(Data records)
•••••
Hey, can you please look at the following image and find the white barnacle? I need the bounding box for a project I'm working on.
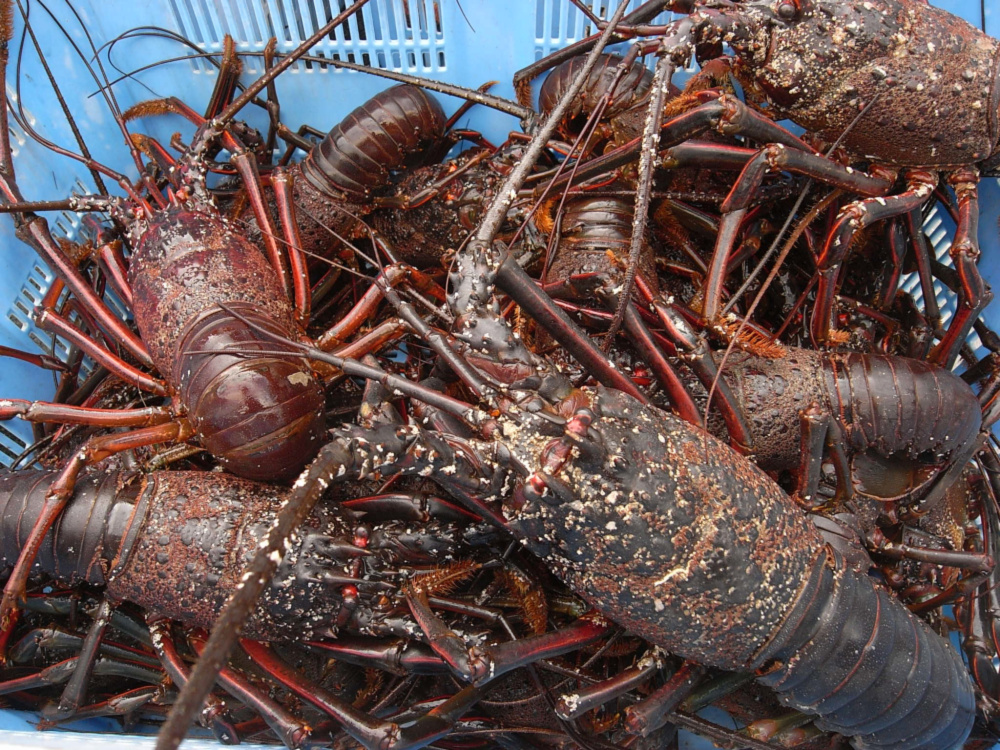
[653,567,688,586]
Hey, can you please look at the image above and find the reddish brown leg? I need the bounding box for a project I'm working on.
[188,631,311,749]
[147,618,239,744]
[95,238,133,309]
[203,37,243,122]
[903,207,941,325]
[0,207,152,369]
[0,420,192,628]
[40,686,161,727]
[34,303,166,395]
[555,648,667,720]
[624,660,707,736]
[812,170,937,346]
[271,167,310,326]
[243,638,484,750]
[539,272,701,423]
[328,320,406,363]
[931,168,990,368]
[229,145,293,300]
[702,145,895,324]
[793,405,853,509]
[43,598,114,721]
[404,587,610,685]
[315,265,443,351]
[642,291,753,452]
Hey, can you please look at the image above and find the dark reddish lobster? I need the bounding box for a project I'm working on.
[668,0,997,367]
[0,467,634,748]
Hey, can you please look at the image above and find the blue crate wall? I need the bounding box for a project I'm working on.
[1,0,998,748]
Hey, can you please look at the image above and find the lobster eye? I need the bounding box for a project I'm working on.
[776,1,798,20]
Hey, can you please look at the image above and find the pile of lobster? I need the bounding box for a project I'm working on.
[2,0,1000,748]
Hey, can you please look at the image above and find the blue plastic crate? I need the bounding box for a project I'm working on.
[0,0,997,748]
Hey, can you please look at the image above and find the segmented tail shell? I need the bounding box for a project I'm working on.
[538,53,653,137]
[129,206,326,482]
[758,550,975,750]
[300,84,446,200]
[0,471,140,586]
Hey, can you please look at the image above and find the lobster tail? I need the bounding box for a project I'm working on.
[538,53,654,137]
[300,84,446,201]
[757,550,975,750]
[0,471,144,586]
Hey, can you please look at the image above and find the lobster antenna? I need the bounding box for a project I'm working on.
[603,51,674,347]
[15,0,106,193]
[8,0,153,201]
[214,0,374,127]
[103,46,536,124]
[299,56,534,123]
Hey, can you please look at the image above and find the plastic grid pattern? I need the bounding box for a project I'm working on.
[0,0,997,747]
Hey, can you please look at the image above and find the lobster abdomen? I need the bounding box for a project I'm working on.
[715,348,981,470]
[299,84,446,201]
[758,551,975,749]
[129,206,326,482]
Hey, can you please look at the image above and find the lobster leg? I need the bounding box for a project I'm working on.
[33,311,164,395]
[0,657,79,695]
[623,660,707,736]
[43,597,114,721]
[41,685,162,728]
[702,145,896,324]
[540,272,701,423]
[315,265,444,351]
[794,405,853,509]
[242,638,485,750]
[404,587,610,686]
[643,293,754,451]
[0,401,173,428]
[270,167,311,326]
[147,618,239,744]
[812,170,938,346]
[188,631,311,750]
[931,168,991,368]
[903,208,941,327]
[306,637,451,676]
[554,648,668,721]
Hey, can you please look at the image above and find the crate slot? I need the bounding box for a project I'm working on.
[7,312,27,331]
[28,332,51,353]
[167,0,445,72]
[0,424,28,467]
•••••
◆ **Work order**: Set down the data above verbatim, omitting every image.

◆ **Answer for this exercise**:
Hey, can you please look at the following image and find the white barnacle? I need the bounding box for a project I'm working on.
[653,567,688,586]
Hey, can you please look at the image above and find the reddish brown leg? I need the bounding box for a project I'm working on.
[188,631,311,749]
[147,618,239,744]
[95,238,133,309]
[203,37,243,122]
[903,207,941,325]
[0,207,152,369]
[0,420,192,628]
[40,686,161,727]
[34,303,166,395]
[555,648,667,720]
[624,660,707,736]
[812,170,937,346]
[271,167,310,326]
[243,638,484,750]
[539,272,701,423]
[328,320,406,363]
[931,168,990,368]
[229,145,293,300]
[702,145,895,324]
[793,405,853,509]
[43,598,114,721]
[404,587,610,685]
[315,265,443,351]
[642,291,753,452]
Hey, can you please look at the image above and find the dark reddish lobster? I need the bounding box for a project I'm working on.
[668,0,997,367]
[0,467,634,748]
Hey, can you please look at the image above and find the blue crate wall? I need the bounding box for a project I'm working on.
[1,0,998,748]
Hey, can you please look at the image above and find the lobster eye? I need the bounding box for a project I'm working on.
[776,1,798,20]
Hey, can you please look at the image above and find the pile of lobster? I need the bounding box for a project I'm working on.
[2,0,1000,748]
Hey, can you please look at the image above and find the blue plastic crate? I need the bounding box for a project I'm working on.
[0,0,997,748]
Hey, can you please look at the image above and find the segmented tail shell? I need the bounding box for a project I'm working on.
[538,53,653,137]
[129,206,326,482]
[758,550,975,750]
[300,84,446,200]
[0,471,140,586]
Hey, can you please look at the image above and find the lobster tail? I need the bounding box for a project I'm working on.
[538,53,654,137]
[300,84,446,201]
[757,550,975,750]
[0,471,144,586]
Hey, can you please look at the image above and find the lobster antenna? I need the bounding box for a project I'm working on.
[603,51,674,347]
[15,0,106,193]
[8,0,153,201]
[214,0,374,127]
[103,46,536,124]
[299,56,534,123]
Hey, can you please look at the image above and find the plastic grid pattern? I need the bounding box for a project I'm working on.
[0,0,997,747]
Hey, can you please look at the image above and find the lobster abdomen? I need the bounding box for a project I'm working on.
[715,348,981,470]
[299,84,446,201]
[758,551,975,749]
[129,206,326,482]
Hey, can you please look at the image above and find the lobster leg? I need the bounding box for a project I'm working on.
[33,311,164,395]
[0,657,79,695]
[623,660,707,736]
[43,597,114,721]
[41,685,162,728]
[702,145,896,324]
[540,272,701,423]
[315,265,444,351]
[794,405,853,509]
[242,638,485,750]
[404,587,610,686]
[643,293,754,451]
[0,401,173,428]
[270,167,311,326]
[147,618,239,744]
[812,170,938,346]
[188,631,311,750]
[931,168,991,368]
[903,208,941,327]
[306,637,451,676]
[554,648,668,721]
Hey, can you please look at the image above and find the crate slot? I need the bounding box for a project I'm working on.
[7,312,27,331]
[28,332,51,353]
[167,0,445,72]
[0,424,28,467]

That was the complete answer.